Text excerpt:
Skip to content
Back to formatted view

Raw Message

Message-ID: <452FCF9D-99DD-406E-A2BE-50B4B0F388C1-3440@uniklinik-freiburg.de>
Date: 2024-02-01T13:42:11Z
From: Guido Schwarzer
Subject: [R-meta] meta-analysis of data summarised as means and SD
In-Reply-To: <955154555.5323519.1706711114616@mail.yahoo.com>

Dear Mark,

As this might be of interest to others, I reply to your DM via r-sig-meta.

In order to consider two instead of one factor in metamean(), you could use interaction() to generate a new variable combining two factors (see also full R code below):
dat$agecat.sex <- interaction(dat$agecat, dat$sex)

A more general way is to use meta-regression (either using metareg() in R package meta or rma() in R package metafor which is called by metareg()):
metareg(metamean(...), age + sex + age * sex)

Dataset rows:
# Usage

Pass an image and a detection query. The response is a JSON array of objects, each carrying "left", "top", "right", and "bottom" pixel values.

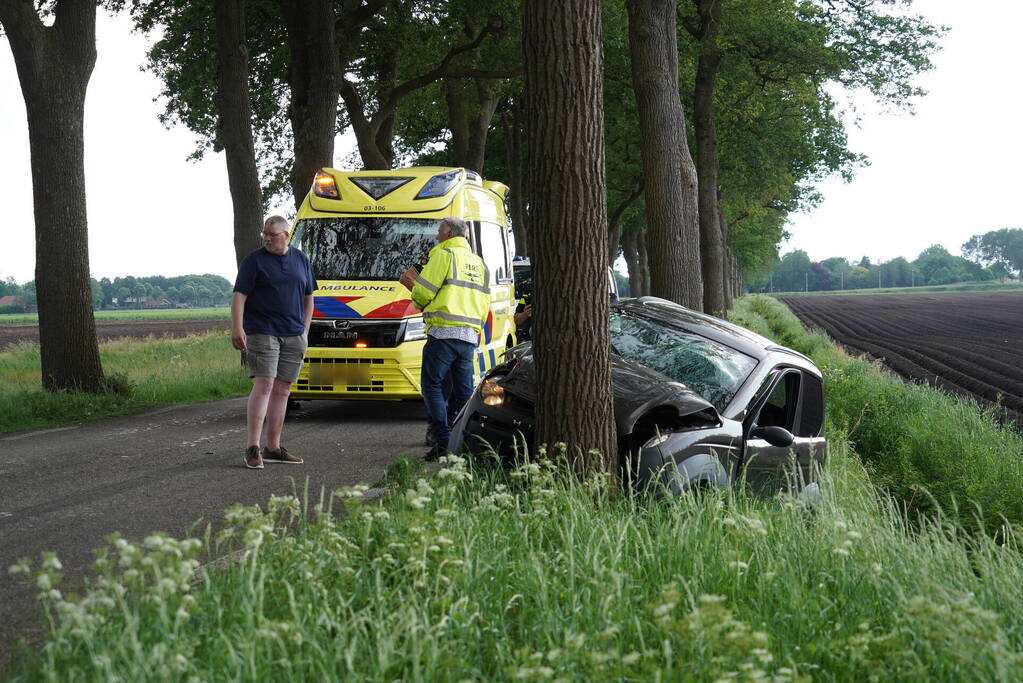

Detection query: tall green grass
[
  {"left": 12, "top": 445, "right": 1023, "bottom": 681},
  {"left": 731, "top": 295, "right": 1023, "bottom": 533},
  {"left": 0, "top": 306, "right": 231, "bottom": 325},
  {"left": 0, "top": 331, "right": 251, "bottom": 432}
]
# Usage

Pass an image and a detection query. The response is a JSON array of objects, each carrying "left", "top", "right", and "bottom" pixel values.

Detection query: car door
[{"left": 743, "top": 367, "right": 827, "bottom": 492}]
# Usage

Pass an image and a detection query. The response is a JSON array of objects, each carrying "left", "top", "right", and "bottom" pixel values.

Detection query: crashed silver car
[{"left": 450, "top": 297, "right": 827, "bottom": 498}]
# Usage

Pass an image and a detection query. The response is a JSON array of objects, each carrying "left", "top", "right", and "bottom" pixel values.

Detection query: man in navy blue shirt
[{"left": 231, "top": 216, "right": 316, "bottom": 469}]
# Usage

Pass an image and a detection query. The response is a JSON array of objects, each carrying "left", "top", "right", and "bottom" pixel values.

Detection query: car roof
[{"left": 612, "top": 297, "right": 814, "bottom": 367}]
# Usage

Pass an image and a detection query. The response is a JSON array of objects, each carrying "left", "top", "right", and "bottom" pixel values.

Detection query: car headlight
[
  {"left": 642, "top": 431, "right": 671, "bottom": 448},
  {"left": 480, "top": 379, "right": 505, "bottom": 406}
]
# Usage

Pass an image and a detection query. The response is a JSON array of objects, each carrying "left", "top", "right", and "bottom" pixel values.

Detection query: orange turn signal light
[{"left": 313, "top": 171, "right": 341, "bottom": 199}]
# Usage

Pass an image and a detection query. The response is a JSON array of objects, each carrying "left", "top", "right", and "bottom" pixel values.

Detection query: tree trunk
[
  {"left": 215, "top": 0, "right": 263, "bottom": 265},
  {"left": 0, "top": 0, "right": 105, "bottom": 393},
  {"left": 522, "top": 0, "right": 618, "bottom": 471},
  {"left": 626, "top": 0, "right": 703, "bottom": 310},
  {"left": 280, "top": 0, "right": 341, "bottom": 209},
  {"left": 693, "top": 0, "right": 726, "bottom": 314}
]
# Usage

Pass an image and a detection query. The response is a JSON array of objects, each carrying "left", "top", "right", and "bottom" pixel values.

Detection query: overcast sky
[{"left": 0, "top": 0, "right": 1023, "bottom": 282}]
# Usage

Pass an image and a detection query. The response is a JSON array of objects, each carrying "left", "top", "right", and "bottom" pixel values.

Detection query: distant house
[{"left": 0, "top": 294, "right": 26, "bottom": 313}]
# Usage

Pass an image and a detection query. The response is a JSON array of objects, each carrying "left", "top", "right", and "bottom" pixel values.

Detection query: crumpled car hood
[{"left": 501, "top": 347, "right": 717, "bottom": 422}]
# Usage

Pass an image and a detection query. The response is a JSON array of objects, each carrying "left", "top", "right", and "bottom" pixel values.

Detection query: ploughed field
[
  {"left": 0, "top": 319, "right": 231, "bottom": 349},
  {"left": 780, "top": 291, "right": 1023, "bottom": 425}
]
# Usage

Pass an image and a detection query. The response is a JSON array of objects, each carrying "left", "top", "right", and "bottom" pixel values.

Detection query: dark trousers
[{"left": 420, "top": 336, "right": 476, "bottom": 446}]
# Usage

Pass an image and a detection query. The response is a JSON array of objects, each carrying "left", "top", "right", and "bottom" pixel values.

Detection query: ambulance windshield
[{"left": 292, "top": 216, "right": 439, "bottom": 280}]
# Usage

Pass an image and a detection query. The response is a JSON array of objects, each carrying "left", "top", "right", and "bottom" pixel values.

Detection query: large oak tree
[
  {"left": 214, "top": 0, "right": 263, "bottom": 265},
  {"left": 0, "top": 0, "right": 104, "bottom": 393},
  {"left": 625, "top": 0, "right": 703, "bottom": 310},
  {"left": 522, "top": 0, "right": 617, "bottom": 470}
]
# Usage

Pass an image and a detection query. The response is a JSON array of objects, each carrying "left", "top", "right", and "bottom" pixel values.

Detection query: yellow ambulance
[{"left": 291, "top": 167, "right": 516, "bottom": 400}]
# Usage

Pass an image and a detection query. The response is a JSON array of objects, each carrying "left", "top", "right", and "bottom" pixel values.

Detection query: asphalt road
[{"left": 0, "top": 399, "right": 426, "bottom": 675}]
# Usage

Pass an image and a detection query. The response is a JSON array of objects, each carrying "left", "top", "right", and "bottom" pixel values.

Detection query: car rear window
[{"left": 611, "top": 313, "right": 757, "bottom": 410}]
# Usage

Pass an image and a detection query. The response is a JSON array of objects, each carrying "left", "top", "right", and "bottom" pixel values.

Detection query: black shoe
[
  {"left": 422, "top": 444, "right": 447, "bottom": 462},
  {"left": 246, "top": 446, "right": 263, "bottom": 469},
  {"left": 259, "top": 446, "right": 303, "bottom": 465}
]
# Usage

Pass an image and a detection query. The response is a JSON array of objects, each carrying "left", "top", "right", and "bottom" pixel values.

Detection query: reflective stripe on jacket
[{"left": 412, "top": 237, "right": 490, "bottom": 332}]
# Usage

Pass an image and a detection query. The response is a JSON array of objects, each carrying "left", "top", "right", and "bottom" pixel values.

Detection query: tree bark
[
  {"left": 214, "top": 0, "right": 263, "bottom": 265},
  {"left": 626, "top": 0, "right": 703, "bottom": 310},
  {"left": 522, "top": 0, "right": 618, "bottom": 471},
  {"left": 280, "top": 0, "right": 342, "bottom": 209},
  {"left": 691, "top": 0, "right": 727, "bottom": 314},
  {"left": 0, "top": 0, "right": 105, "bottom": 393}
]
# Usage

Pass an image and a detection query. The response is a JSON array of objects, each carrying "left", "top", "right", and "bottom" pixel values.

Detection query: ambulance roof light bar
[{"left": 313, "top": 171, "right": 341, "bottom": 199}]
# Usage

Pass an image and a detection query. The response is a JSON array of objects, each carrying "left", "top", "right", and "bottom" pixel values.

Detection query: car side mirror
[{"left": 750, "top": 424, "right": 796, "bottom": 448}]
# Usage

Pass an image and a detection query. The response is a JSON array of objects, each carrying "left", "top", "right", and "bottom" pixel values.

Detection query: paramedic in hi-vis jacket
[{"left": 401, "top": 217, "right": 490, "bottom": 460}]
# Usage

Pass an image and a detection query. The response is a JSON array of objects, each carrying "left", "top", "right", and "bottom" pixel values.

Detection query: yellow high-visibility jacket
[{"left": 412, "top": 237, "right": 490, "bottom": 332}]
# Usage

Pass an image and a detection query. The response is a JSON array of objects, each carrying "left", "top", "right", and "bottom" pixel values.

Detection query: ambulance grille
[
  {"left": 295, "top": 358, "right": 418, "bottom": 395},
  {"left": 309, "top": 320, "right": 405, "bottom": 349}
]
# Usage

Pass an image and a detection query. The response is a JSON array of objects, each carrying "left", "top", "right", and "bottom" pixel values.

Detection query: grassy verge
[
  {"left": 770, "top": 281, "right": 1023, "bottom": 297},
  {"left": 732, "top": 295, "right": 1023, "bottom": 534},
  {"left": 0, "top": 306, "right": 231, "bottom": 325},
  {"left": 13, "top": 443, "right": 1023, "bottom": 681},
  {"left": 0, "top": 331, "right": 251, "bottom": 432}
]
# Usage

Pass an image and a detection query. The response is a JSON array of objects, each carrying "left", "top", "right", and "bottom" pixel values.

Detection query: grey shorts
[{"left": 246, "top": 334, "right": 309, "bottom": 382}]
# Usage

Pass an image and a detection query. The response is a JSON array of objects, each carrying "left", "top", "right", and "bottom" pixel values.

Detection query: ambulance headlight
[
  {"left": 480, "top": 377, "right": 506, "bottom": 406},
  {"left": 405, "top": 318, "right": 427, "bottom": 342},
  {"left": 415, "top": 171, "right": 461, "bottom": 199}
]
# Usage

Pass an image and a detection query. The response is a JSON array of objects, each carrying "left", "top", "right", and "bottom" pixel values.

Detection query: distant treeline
[
  {"left": 0, "top": 274, "right": 232, "bottom": 313},
  {"left": 750, "top": 228, "right": 1023, "bottom": 291}
]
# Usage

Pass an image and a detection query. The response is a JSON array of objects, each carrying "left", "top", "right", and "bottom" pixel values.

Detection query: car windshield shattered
[
  {"left": 292, "top": 216, "right": 437, "bottom": 280},
  {"left": 611, "top": 313, "right": 757, "bottom": 410}
]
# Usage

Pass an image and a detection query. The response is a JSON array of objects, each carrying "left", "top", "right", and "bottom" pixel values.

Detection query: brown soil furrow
[{"left": 784, "top": 291, "right": 1023, "bottom": 414}]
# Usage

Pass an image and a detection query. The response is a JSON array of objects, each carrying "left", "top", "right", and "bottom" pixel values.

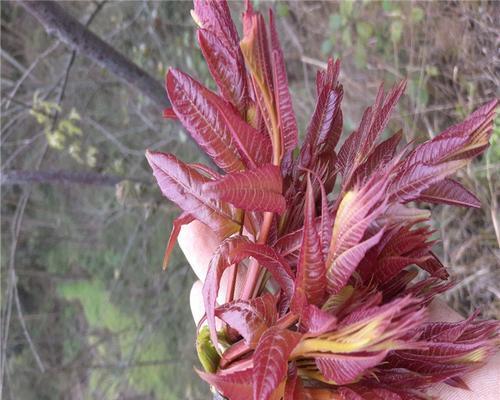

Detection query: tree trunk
[{"left": 20, "top": 0, "right": 169, "bottom": 110}]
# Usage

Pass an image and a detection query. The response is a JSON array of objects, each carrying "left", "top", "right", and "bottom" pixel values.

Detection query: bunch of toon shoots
[{"left": 147, "top": 0, "right": 499, "bottom": 400}]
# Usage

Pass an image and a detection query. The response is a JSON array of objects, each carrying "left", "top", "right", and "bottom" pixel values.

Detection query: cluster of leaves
[{"left": 147, "top": 0, "right": 499, "bottom": 400}]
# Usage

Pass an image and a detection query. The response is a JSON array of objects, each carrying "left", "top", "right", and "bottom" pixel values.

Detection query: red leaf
[
  {"left": 351, "top": 131, "right": 403, "bottom": 188},
  {"left": 417, "top": 179, "right": 481, "bottom": 208},
  {"left": 283, "top": 363, "right": 305, "bottom": 400},
  {"left": 404, "top": 100, "right": 498, "bottom": 168},
  {"left": 240, "top": 6, "right": 278, "bottom": 145},
  {"left": 163, "top": 213, "right": 194, "bottom": 270},
  {"left": 299, "top": 59, "right": 343, "bottom": 169},
  {"left": 316, "top": 351, "right": 387, "bottom": 385},
  {"left": 146, "top": 150, "right": 240, "bottom": 236},
  {"left": 212, "top": 101, "right": 273, "bottom": 169},
  {"left": 203, "top": 164, "right": 286, "bottom": 214},
  {"left": 326, "top": 176, "right": 387, "bottom": 294},
  {"left": 202, "top": 236, "right": 294, "bottom": 348},
  {"left": 192, "top": 0, "right": 239, "bottom": 49},
  {"left": 198, "top": 29, "right": 248, "bottom": 115},
  {"left": 196, "top": 368, "right": 253, "bottom": 400},
  {"left": 388, "top": 160, "right": 466, "bottom": 203},
  {"left": 163, "top": 107, "right": 177, "bottom": 120},
  {"left": 215, "top": 293, "right": 276, "bottom": 348},
  {"left": 253, "top": 327, "right": 301, "bottom": 400},
  {"left": 337, "top": 81, "right": 406, "bottom": 180},
  {"left": 326, "top": 230, "right": 384, "bottom": 293},
  {"left": 269, "top": 10, "right": 298, "bottom": 155},
  {"left": 295, "top": 175, "right": 326, "bottom": 305},
  {"left": 301, "top": 305, "right": 337, "bottom": 336},
  {"left": 166, "top": 69, "right": 244, "bottom": 172}
]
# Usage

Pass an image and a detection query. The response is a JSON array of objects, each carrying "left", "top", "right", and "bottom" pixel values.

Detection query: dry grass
[{"left": 281, "top": 2, "right": 500, "bottom": 318}]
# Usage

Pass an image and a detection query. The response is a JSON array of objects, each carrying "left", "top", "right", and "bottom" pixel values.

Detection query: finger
[
  {"left": 189, "top": 281, "right": 205, "bottom": 325},
  {"left": 177, "top": 220, "right": 221, "bottom": 282}
]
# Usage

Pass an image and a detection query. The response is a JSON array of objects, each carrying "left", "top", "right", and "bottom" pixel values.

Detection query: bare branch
[
  {"left": 20, "top": 0, "right": 169, "bottom": 109},
  {"left": 0, "top": 170, "right": 149, "bottom": 186}
]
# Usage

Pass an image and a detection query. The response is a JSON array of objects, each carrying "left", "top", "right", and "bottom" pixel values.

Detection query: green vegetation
[{"left": 0, "top": 1, "right": 500, "bottom": 400}]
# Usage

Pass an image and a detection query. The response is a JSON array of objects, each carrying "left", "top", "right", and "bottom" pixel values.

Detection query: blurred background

What to work on:
**a)** From the R-meta message, reproduce everything from "A more general" down to "sex + age * sex)" without changes.
**b)** In the R-meta message, which R function is suggested for generating a new variable that combines two factors?

Answers given:
**a)**
A more general way is to use meta-regression (either using metareg() in R package meta or rma() in R package metafor which is called by metareg()):
metareg(metamean(...), age + sex + age * sex)

**b)** interaction()